* _Source excerpt_:
While Magyar Idők criticises environmentalists trying to obstruct a project that aims to remodel Budapest’s No. 1 public park, Magyar Nemzet thinks the government’s attitude is part of the problem.

In Hungary, there are usually two basic reasons for resentment: if something is being built, and if something is not, jokes Ottó Gajdics in his Magyar Idők editorial, reflecting on recent clashes between security guards, police and environmentalists in City Park.

Plans to build a new museum quarter in Budapest’s most frequented but neglected public park, has triggered a bitter protest movement against the project that critics say would involve cutting down healthy trees and creating huge buildings in the inner-city sanctuary. The movement has quickly assumed political overtones with an unsuccessful drive to hold a referendum on the issue (see BudaPost January 22nd, 2016), and is now supported by LMP and part of a Budapest intelligentsia with strong roots in environmentalist and political activism dating back to the late 80’s. Protesters on the ground have tried to prevent workers from cutting trees and starting construction, which lead to standoffs with police and security, the latest earlier this week.

* _Extracted information_:
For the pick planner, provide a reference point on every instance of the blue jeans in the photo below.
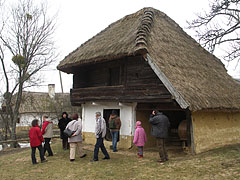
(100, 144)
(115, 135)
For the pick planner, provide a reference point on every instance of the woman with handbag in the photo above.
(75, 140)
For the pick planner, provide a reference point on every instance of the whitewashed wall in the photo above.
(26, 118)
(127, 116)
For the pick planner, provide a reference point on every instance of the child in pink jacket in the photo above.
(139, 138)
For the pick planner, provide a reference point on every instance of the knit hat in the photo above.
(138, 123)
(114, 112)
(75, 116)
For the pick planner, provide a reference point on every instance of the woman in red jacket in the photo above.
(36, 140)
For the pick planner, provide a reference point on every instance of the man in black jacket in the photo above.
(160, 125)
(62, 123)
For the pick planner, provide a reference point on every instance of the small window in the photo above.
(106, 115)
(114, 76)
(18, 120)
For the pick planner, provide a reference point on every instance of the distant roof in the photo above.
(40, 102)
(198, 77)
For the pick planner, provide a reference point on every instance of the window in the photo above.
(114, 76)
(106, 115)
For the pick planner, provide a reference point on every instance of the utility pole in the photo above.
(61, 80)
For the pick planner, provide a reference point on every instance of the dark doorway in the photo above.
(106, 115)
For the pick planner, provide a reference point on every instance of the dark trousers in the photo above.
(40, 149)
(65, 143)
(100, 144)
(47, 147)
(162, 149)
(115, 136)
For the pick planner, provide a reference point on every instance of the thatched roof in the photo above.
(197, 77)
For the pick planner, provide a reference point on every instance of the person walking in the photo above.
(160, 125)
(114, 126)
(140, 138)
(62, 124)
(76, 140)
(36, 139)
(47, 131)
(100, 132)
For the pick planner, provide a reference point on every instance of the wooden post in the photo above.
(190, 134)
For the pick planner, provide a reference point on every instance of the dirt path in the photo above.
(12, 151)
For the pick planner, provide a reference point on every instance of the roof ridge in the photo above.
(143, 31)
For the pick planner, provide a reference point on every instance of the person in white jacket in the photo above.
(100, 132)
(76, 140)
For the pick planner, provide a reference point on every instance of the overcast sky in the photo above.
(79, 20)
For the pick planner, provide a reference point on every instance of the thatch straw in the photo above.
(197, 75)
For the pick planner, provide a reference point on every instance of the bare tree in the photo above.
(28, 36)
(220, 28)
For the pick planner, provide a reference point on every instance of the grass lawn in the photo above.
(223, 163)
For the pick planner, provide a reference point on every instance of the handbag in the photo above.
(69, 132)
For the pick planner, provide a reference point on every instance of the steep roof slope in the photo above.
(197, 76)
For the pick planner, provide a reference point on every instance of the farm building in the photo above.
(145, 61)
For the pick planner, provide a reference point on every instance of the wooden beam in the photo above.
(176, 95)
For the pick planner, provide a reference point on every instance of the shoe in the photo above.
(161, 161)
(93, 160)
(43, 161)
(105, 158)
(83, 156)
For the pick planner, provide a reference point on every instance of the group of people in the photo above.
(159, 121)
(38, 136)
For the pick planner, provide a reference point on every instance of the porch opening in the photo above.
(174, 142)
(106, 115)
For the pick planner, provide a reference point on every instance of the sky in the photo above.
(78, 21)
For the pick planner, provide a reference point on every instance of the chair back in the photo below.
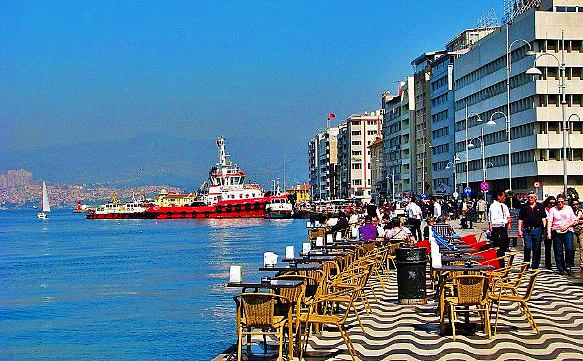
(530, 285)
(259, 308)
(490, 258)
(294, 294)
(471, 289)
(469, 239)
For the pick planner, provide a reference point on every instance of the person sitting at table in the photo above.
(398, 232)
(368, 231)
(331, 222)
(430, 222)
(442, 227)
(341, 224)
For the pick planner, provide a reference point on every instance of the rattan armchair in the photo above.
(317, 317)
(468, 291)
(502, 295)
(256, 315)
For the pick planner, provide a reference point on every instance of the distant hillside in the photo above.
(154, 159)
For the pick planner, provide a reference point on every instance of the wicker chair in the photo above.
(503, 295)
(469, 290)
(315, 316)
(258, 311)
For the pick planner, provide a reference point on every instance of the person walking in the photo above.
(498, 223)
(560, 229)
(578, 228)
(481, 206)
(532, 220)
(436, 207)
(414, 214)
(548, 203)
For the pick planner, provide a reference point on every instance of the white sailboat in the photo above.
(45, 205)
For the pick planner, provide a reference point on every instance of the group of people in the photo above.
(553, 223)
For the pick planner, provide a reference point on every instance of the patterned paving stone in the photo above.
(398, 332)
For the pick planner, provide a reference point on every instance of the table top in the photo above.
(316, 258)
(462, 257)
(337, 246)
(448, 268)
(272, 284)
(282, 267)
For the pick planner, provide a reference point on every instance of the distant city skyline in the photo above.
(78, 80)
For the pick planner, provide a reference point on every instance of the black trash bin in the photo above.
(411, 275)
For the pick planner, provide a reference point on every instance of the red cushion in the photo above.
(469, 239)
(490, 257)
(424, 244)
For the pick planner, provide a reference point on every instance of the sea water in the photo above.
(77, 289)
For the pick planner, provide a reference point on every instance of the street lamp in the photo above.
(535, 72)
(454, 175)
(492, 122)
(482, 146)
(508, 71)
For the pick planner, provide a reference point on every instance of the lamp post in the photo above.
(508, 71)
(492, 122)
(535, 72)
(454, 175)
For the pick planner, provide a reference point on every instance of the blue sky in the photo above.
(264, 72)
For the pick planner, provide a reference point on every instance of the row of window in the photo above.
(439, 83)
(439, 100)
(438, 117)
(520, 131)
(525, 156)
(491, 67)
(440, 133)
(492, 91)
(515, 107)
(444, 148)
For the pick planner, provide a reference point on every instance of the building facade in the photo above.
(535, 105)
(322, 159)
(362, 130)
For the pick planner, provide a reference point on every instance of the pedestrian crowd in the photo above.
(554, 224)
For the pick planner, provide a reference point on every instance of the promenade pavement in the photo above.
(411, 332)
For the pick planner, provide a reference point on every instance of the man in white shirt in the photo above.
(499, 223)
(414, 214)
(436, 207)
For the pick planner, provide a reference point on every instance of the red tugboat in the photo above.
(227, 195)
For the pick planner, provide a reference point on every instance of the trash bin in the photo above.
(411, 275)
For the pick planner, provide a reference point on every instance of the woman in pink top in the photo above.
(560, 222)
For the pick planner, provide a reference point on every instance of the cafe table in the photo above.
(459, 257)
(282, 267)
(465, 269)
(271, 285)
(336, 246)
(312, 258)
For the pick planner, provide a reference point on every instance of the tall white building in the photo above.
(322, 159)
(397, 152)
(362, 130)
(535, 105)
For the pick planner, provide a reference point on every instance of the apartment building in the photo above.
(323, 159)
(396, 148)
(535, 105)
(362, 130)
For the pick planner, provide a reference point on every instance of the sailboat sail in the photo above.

* _What is asked_:
1. Answer these from the City Park excerpt:
(a) Which newspaper criticises the environmentalists opposing the park project?
(b) Who wrote the Magyar Idők editorial?
(c) Which party supports the protest movement?
2. Does each statement agree with the City Park excerpt? Answer yes or no, and quote the words that decide it.
(a) The drive to hold a referendum on the project succeeded.
(b) City Park is described as rarely visited.
(c) Critics say the project would involve cutting down healthy trees.
3. Pick up the City Park excerpt after its last sentence and carry it on.

* _Responses per task_:
1.
(a) Magyar Idők
(b) Ottó Gajdics
(c) LMP

2.
(a) No: "an unsuccessful drive to hold a referendum on the issue"
(b) No: "Budapest’s most frequented but neglected public park"
(c) Yes: "critics say would involve cutting down healthy trees"

3.
The staunchly pro-government paper calls the protest movement ‘fake’ and their actions absurd, since, the author thinks they are fighting those who in fact want to save the dilapidated park. In the eyes of the protesters, the biggest problem with the project is, Gajdics concludes, that it was conceived and is being built by Viktor Orbán’s government: that is why it has to be blocked and hindered by all possible means.

Benedek Ficsor in Magyar Nemzeadmits that actions by protesters in Hungary are sometimes off the mark. The movement is clearly anti-government in its stance, therefore ‘protection’ is often replaced by an attitude of irrational resistance, the author adds. However, he also blames the government, accusing it of embarking on the costly project without properly consulting professional bodies and local communities. He also deplores the fact that while construction is already underway, the plans are still being frequently changed. Ficsor condemns what he calls an aggressive and often misleading city poster and newspaper advertisement campaign by the company responsible for the venture.